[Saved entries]

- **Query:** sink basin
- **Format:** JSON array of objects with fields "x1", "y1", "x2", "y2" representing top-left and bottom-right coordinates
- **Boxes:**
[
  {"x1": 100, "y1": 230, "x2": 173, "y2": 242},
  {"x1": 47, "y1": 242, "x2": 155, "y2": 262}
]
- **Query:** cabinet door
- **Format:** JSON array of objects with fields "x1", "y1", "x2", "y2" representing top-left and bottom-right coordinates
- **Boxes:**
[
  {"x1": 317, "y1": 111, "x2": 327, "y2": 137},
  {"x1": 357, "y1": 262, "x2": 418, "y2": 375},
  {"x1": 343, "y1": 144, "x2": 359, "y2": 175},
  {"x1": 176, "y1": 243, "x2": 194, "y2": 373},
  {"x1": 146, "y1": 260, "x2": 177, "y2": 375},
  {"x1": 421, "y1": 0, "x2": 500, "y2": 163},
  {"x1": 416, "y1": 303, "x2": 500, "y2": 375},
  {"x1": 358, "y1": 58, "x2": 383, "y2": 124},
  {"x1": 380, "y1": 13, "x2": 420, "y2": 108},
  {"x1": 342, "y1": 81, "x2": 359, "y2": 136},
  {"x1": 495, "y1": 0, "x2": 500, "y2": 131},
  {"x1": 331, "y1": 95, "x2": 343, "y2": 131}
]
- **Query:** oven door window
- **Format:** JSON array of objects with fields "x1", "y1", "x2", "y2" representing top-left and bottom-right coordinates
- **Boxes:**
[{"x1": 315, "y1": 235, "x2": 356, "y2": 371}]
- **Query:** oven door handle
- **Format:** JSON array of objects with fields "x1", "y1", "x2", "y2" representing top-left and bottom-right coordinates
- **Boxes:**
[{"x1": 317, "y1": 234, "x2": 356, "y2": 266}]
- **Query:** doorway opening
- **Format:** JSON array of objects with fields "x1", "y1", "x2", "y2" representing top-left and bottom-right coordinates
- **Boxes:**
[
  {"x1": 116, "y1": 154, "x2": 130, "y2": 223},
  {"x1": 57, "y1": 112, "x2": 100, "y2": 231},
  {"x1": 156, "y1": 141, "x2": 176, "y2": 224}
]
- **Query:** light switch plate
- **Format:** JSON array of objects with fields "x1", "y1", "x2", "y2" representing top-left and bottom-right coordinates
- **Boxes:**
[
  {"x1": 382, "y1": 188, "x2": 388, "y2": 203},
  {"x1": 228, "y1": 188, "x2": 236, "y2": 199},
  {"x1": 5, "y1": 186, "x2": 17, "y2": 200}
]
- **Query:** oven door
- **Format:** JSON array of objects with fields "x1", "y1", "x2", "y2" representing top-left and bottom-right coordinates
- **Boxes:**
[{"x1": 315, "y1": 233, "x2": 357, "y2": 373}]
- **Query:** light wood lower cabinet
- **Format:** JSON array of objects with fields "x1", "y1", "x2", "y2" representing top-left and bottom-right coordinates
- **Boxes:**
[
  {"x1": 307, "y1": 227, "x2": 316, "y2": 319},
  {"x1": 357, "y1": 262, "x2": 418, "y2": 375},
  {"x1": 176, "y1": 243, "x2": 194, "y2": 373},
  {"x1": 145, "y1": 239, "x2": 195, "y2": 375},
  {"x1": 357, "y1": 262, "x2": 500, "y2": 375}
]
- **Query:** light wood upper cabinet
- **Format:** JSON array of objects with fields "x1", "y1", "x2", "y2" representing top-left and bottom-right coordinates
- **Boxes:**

PROBLEM
Print every record above exactly as written.

WRITTEN SOLUTION
- **Query:** sink basin
- **Format:** JSON array of objects with fields "x1", "y1", "x2", "y2" representing top-left and bottom-right coordinates
- **Boxes:**
[
  {"x1": 100, "y1": 230, "x2": 173, "y2": 242},
  {"x1": 47, "y1": 242, "x2": 155, "y2": 262}
]
- **Query:** cabinet door
- **Format:** JSON array of objects with fields "x1", "y1", "x2", "y2" representing top-left and bottom-right coordinates
- **Boxes:**
[
  {"x1": 317, "y1": 111, "x2": 327, "y2": 137},
  {"x1": 357, "y1": 262, "x2": 418, "y2": 375},
  {"x1": 343, "y1": 144, "x2": 359, "y2": 175},
  {"x1": 176, "y1": 243, "x2": 194, "y2": 373},
  {"x1": 146, "y1": 260, "x2": 177, "y2": 375},
  {"x1": 421, "y1": 0, "x2": 500, "y2": 163},
  {"x1": 416, "y1": 303, "x2": 500, "y2": 375},
  {"x1": 358, "y1": 58, "x2": 383, "y2": 124},
  {"x1": 380, "y1": 13, "x2": 420, "y2": 108},
  {"x1": 342, "y1": 81, "x2": 359, "y2": 136},
  {"x1": 495, "y1": 0, "x2": 500, "y2": 131},
  {"x1": 331, "y1": 95, "x2": 343, "y2": 131}
]
- **Query:** oven door window
- **Format:** JSON array of objects with fields "x1", "y1", "x2", "y2" representing top-left and bottom-right coordinates
- **Boxes:**
[{"x1": 315, "y1": 235, "x2": 356, "y2": 371}]
- **Query:** oven door handle
- **Format:** JSON array of objects with fields "x1", "y1", "x2", "y2" representing top-left and bottom-right coordinates
- **Boxes:**
[{"x1": 317, "y1": 234, "x2": 356, "y2": 266}]
- **Query:** doorway opening
- **Format:** JSON array of objects with fields "x1", "y1", "x2", "y2" representing top-left and bottom-right coordinates
- **Boxes:**
[
  {"x1": 116, "y1": 154, "x2": 130, "y2": 223},
  {"x1": 57, "y1": 112, "x2": 100, "y2": 231},
  {"x1": 156, "y1": 141, "x2": 176, "y2": 224}
]
- **Query:** light switch plate
- **Format:** JSON array of objects with fields "x1", "y1", "x2", "y2" representing top-left and bottom-right coordinates
- **Boxes:**
[
  {"x1": 382, "y1": 188, "x2": 388, "y2": 203},
  {"x1": 228, "y1": 188, "x2": 236, "y2": 199},
  {"x1": 5, "y1": 186, "x2": 17, "y2": 200}
]
- **Query:** oven door
- **Format:** JSON array of objects with fields "x1", "y1", "x2", "y2" representing top-left and bottom-right coordinates
- **Boxes:**
[{"x1": 315, "y1": 233, "x2": 357, "y2": 373}]
- **Query:** light wood lower cabinet
- **Format:** JSON array of objects with fields "x1", "y1", "x2", "y2" representing top-left and bottom-right coordinates
- **Boxes:**
[
  {"x1": 307, "y1": 227, "x2": 316, "y2": 319},
  {"x1": 357, "y1": 262, "x2": 418, "y2": 375},
  {"x1": 176, "y1": 243, "x2": 194, "y2": 373},
  {"x1": 145, "y1": 239, "x2": 195, "y2": 375},
  {"x1": 357, "y1": 262, "x2": 500, "y2": 375}
]
- **Query:** light wood upper cabinet
- **Format:** JSON array of objects with fields "x1", "y1", "x2", "y2" representing top-left and bottom-right coordinates
- **Boxes:**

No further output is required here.